▸ Work item
In the listing that follows, how many lines have the word "potted" in them? Give only the number.
Segment Start: Data to use
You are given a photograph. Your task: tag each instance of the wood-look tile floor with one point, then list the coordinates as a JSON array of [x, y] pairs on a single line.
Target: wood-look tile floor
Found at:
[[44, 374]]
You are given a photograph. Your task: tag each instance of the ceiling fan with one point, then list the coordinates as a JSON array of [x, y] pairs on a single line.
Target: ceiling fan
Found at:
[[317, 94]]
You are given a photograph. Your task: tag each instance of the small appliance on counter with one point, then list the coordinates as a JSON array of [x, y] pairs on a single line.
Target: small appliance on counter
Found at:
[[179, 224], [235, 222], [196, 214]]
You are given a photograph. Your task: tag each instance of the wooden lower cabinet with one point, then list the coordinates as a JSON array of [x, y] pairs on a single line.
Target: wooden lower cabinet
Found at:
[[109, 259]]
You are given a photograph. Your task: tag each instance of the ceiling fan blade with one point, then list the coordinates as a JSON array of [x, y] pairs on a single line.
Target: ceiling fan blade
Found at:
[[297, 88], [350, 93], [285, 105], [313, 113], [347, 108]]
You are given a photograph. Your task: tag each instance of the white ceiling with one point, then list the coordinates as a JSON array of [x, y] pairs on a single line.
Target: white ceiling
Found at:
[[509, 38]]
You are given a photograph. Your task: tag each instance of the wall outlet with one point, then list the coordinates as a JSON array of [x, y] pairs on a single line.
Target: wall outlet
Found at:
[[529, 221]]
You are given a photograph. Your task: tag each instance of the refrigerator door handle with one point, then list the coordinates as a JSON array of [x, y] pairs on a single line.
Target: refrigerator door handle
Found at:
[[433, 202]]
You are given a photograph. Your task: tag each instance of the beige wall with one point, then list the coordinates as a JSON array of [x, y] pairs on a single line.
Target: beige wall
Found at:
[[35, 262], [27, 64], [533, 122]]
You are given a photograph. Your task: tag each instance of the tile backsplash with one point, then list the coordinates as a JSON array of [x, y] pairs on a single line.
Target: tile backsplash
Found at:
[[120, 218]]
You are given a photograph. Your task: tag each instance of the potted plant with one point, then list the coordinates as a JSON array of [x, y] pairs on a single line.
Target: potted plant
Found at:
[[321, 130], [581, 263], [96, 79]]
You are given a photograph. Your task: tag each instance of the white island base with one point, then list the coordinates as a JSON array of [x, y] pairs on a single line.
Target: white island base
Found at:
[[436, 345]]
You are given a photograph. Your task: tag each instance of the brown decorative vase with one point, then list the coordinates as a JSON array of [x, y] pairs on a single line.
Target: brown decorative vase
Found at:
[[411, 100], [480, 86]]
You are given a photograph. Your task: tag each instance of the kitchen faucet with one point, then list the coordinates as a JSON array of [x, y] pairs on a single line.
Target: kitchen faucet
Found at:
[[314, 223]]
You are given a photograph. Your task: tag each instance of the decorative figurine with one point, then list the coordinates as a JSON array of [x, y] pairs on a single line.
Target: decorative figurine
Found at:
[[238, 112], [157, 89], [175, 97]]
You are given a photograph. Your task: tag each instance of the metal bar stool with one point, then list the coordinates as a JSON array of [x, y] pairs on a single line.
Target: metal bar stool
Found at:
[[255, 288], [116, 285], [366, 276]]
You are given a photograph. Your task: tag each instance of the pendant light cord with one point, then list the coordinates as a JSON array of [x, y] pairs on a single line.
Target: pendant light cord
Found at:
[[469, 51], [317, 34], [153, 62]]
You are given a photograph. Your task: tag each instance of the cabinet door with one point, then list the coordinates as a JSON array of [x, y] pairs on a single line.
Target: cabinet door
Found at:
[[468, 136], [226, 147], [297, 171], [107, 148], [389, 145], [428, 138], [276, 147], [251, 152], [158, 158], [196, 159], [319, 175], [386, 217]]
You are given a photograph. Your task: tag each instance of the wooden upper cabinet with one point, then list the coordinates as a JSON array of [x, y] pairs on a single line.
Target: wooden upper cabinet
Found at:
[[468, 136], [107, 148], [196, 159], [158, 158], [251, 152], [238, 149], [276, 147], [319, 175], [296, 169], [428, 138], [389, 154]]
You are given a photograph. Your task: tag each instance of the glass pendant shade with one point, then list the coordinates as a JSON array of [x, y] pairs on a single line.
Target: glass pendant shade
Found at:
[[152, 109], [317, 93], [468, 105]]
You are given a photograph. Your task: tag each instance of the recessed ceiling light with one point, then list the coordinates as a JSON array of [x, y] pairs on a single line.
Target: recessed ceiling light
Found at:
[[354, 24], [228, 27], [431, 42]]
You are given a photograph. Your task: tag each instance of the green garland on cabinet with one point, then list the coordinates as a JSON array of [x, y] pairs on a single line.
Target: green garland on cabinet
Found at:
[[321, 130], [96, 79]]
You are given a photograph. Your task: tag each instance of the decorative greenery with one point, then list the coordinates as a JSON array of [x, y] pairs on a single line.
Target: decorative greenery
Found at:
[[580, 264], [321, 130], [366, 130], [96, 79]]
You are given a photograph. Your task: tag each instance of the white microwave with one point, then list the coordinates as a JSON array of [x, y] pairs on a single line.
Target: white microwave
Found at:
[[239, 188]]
Segment End: Data to use
▸ Response to the task
2